Zunehmende Passivität statt Aktivität
Ein weiterer Fakt, der dem FCN zu denken geben sollte, ist die im Spielverlauf zunehmende Passivität. Nur 57 geführte Defensiv-Duelle liegt deutlich unter dem Vorjahresschnitt von 66 pro Spiel. Ebenso sind nur 3 hohe Balleroberungen – der tiefste Wert seit Juni 2020 – deutlich zu wenig. Umso mehr, weil Intensität und Aktivität ein großes Thema der Vorbereitung waren. Die fehlende Aktivität übertrug sich auch auf das Spiel mit Ball, als man gegen das Karlsruher Pressing kaum Lösungen fand. In Halbzeit 1 lag die Passquote noch bei starken 89%. In Halbzeit 2 mehrten sich unkontrollierte lange Pässe, wodurch die Ballbesitzphasen kürzer wurden und die Passquote sogar auf 78% sank. Eine Folge daraus war, dass Lukas Schleimer in 10 Luftduelle geschickt wurde – so oft, wie kein einziges Mal in der Vorsaison. Immerhin entschied Schleimer davon starke 50% für sich, wenngleich eine kontrollierte Spielfortsetzung kaum möglich war.

[Gespeicherte Dateneinträge]
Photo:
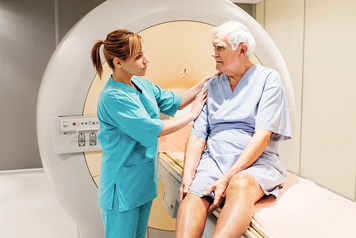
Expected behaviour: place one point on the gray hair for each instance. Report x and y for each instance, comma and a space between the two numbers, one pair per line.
237, 33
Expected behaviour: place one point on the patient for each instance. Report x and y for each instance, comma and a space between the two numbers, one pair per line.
232, 154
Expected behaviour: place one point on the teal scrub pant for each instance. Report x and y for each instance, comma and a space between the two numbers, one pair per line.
128, 224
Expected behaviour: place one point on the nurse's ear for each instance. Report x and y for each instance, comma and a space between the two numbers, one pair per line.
117, 62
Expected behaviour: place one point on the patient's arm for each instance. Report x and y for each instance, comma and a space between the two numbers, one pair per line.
194, 149
189, 95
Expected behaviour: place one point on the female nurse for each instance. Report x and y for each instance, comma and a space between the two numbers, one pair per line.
128, 110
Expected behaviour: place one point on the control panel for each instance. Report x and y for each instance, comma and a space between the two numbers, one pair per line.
75, 134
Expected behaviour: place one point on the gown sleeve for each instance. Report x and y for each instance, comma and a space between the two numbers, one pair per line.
273, 111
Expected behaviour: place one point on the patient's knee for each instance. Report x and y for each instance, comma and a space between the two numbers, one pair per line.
242, 183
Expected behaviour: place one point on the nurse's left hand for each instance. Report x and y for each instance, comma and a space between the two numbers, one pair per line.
219, 188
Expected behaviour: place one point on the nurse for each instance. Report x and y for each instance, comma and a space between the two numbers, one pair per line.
128, 110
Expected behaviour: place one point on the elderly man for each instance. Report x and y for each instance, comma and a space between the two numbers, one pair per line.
232, 152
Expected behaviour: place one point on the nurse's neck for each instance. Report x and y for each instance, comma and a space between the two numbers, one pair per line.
123, 77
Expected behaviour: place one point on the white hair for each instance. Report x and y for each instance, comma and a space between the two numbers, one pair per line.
237, 33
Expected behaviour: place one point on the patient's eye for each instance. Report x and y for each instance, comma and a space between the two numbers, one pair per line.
139, 56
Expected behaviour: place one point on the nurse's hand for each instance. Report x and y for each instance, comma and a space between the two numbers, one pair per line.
199, 102
219, 188
184, 187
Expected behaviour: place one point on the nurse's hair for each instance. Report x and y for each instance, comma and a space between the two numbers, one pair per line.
122, 44
237, 33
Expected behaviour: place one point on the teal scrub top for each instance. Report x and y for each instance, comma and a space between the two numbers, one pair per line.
128, 133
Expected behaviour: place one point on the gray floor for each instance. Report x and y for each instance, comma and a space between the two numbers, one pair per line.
29, 208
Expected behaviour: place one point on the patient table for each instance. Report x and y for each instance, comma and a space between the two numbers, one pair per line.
303, 209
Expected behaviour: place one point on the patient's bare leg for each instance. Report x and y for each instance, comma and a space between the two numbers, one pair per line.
191, 216
242, 193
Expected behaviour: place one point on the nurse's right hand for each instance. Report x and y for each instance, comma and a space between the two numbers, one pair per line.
199, 102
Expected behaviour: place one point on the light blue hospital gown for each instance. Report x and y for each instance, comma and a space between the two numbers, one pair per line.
229, 120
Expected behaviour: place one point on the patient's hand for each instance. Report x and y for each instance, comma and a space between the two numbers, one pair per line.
184, 186
219, 188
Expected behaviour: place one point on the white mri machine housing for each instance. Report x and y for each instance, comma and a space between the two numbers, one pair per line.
70, 73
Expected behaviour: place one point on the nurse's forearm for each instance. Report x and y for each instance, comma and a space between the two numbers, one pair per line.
173, 125
251, 153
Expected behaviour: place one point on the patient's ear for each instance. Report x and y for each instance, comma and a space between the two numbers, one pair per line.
243, 49
117, 62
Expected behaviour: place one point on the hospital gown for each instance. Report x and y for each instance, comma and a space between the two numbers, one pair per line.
228, 122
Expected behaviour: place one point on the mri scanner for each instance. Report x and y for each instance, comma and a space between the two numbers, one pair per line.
178, 43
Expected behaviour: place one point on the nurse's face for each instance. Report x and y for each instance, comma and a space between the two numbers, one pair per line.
137, 64
226, 58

**Aufgabe:** Kopiere den Textauszug über die zunehmende Passivität des FCN vollständig und ohne jede Änderung.

**Lösung:**
Zunehmende Passivität statt Aktivität
Ein weiterer Fakt, der dem FCN zu denken geben sollte, ist die im Spielverlauf zunehmende Passivität. Nur 57 geführte Defensiv-Duelle liegt deutlich unter dem Vorjahresschnitt von 66 pro Spiel. Ebenso sind nur 3 hohe Balleroberungen – der tiefste Wert seit Juni 2020 – deutlich zu wenig. Umso mehr, weil Intensität und Aktivität ein großes Thema der Vorbereitung waren. Die fehlende Aktivität übertrug sich auch auf das Spiel mit Ball, als man gegen das Karlsruher Pressing kaum Lösungen fand. In Halbzeit 1 lag die Passquote noch bei starken 89%. In Halbzeit 2 mehrten sich unkontrollierte lange Pässe, wodurch die Ballbesitzphasen kürzer wurden und die Passquote sogar auf 78% sank. Eine Folge daraus war, dass Lukas Schleimer in 10 Luftduelle geschickt wurde – so oft, wie kein einziges Mal in der Vorsaison. Immerhin entschied Schleimer davon starke 50% für sich, wenngleich eine kontrollierte Spielfortsetzung kaum möglich war.